It was the ambition and brilliance on the page. I was quite intimidated by the editing process with him. He was stunningly articulate, but he also had a breadth of knowledge of local government and civil planning and engineering and tax reform and corporate finance. I was just in such awe. But I also knew that the book really should start in chapter four, and that’s what I said: “Let’s make chapter four the beginning, and weave in the rest of it.”

As a reader, you have an instinct for the story that’s going to carry you along. Sometimes the writer takes you by the hand from the very start and sometimes that happens down the road of the book. Jonathan was a shaggy dog at the very beginning. [Laughs.] He needed some grooming.

How does it feel for you to know that a thing isn’t right the way it is, but would be right a different way? Do you get a particular sensation?
I think it’s a spark. Certain things jump out because they’re fascinating and fresh and compelling. It’s about pulling more of that material out of the mass of pages. It’s very energizing. Many of my authors don’t need any work at all, but the ones who do need work often require a lot of creativity.

Would you give me an example?
Rachel Kushner was a student of Jonathan Franzen’s when she first came to me. She wanted to write a memoir of her mother and aunt, who had spent some time as teenagers in Cuba before the revolution. They lived in an expat community near the United Fruit Company, and their parents worked for the government in nickel mining. And up in the hills, Raúl Castro was organizing for the revolution. Nothing really happened to them, but I thought: “What an incredible premise for a novel! What if we could actually have the revolution come down and descend on this expat community?”

■ **Dataset content**:
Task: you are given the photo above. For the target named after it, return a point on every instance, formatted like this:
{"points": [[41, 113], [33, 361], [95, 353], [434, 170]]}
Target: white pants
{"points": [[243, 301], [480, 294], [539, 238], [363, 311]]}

■ **Prompt 1**:
Condense the paragraph of the editing interview that begins "Rachel Kushner was a student" into a brief bulleted list of its main facts.
■ **Prompt 2**:
Reproduce the stretch of the editing interview from "How does it" through "lot of creativity.", swapping "spark" for "flash".

■ **Final answer 1**:
- Rachel Kushner had been a student of Jonathan Franzen's when she first came to the speaker.
- She wanted to write a memoir about her mother and aunt, who had spent time in Cuba as teenagers before the revolution.
- They lived in an expat community near the United Fruit Company, and their parents worked for the government in nickel mining.
- Raúl Castro was organizing for the revolution in the hills.
- Nothing really happened to the family, but the speaker saw the material as a premise for a novel in which the revolution descends on the expat community.

■ **Final answer 2**:
How does it feel for you to know that a thing isn’t right the way it is, but would be right a different way? Do you get a particular sensation?
I think it’s a flash. Certain things jump out because they’re fascinating and fresh and compelling. It’s about pulling more of that material out of the mass of pages. It’s very energizing. Many of my authors don’t need any work at all, but the ones who do need work often require a lot of creativity.